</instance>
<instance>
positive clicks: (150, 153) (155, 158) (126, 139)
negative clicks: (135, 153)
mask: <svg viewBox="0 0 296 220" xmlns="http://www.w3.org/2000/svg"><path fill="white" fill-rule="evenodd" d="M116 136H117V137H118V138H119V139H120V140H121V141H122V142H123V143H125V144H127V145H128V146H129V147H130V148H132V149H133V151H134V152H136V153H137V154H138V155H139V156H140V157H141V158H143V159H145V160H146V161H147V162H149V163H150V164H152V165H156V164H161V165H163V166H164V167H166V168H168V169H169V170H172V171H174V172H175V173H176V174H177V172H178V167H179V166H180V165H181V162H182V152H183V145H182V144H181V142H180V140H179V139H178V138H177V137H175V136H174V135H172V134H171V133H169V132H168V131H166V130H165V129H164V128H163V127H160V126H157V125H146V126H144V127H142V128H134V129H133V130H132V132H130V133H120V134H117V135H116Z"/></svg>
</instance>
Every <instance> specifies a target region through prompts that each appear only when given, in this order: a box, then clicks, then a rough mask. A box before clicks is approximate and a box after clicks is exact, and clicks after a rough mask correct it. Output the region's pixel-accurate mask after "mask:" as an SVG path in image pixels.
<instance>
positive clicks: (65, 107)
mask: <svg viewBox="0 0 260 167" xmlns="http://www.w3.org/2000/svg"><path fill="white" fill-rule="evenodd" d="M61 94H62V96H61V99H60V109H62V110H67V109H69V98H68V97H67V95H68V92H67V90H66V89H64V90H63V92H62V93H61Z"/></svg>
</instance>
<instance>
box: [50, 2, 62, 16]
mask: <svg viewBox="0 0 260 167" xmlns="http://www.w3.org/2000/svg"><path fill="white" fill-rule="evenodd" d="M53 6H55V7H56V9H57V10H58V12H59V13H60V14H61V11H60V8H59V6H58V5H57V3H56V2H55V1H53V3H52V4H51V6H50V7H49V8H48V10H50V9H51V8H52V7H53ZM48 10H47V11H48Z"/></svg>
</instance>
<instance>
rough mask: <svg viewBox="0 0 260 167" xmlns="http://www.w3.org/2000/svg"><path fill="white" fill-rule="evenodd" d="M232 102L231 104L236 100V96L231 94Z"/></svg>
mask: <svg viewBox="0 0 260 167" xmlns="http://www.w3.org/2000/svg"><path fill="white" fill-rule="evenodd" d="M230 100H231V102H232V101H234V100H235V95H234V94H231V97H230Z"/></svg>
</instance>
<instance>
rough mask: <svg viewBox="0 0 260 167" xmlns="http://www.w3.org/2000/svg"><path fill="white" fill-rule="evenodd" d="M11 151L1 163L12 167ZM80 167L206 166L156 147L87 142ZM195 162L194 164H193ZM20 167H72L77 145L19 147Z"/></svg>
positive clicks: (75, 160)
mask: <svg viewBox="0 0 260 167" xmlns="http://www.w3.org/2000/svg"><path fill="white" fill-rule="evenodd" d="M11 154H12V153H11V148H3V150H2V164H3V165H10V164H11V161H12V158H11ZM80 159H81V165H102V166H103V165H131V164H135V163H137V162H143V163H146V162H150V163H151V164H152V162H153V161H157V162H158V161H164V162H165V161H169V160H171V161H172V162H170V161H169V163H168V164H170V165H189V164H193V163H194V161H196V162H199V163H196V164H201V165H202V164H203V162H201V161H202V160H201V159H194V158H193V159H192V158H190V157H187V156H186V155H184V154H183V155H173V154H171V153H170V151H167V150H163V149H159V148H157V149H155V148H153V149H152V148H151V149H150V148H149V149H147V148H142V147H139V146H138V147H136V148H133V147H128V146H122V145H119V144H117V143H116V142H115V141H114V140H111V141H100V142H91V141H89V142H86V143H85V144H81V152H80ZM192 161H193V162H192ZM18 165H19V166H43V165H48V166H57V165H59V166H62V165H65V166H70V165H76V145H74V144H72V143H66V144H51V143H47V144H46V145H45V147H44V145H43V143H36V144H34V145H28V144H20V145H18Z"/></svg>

★ ★ ★

Identify every line in the data above that contains the string "rough", and copy each of those lines in full.

Every <instance> specifies a target region through prompts that each appear only when given, in this order: a box, then clicks, then a rough mask. A box before clicks is approximate and a box after clicks is exact, and clicks after a rough mask correct it. Output the region's pixel-accurate mask after "mask:" as an SVG path in image pixels.
rough mask: <svg viewBox="0 0 260 167" xmlns="http://www.w3.org/2000/svg"><path fill="white" fill-rule="evenodd" d="M232 102L231 104L236 100V96L231 94Z"/></svg>
rough mask: <svg viewBox="0 0 260 167" xmlns="http://www.w3.org/2000/svg"><path fill="white" fill-rule="evenodd" d="M11 151L1 163L12 167ZM80 167L206 166L156 147L87 142ZM195 162L194 164H193ZM20 167H72L77 145L19 147Z"/></svg>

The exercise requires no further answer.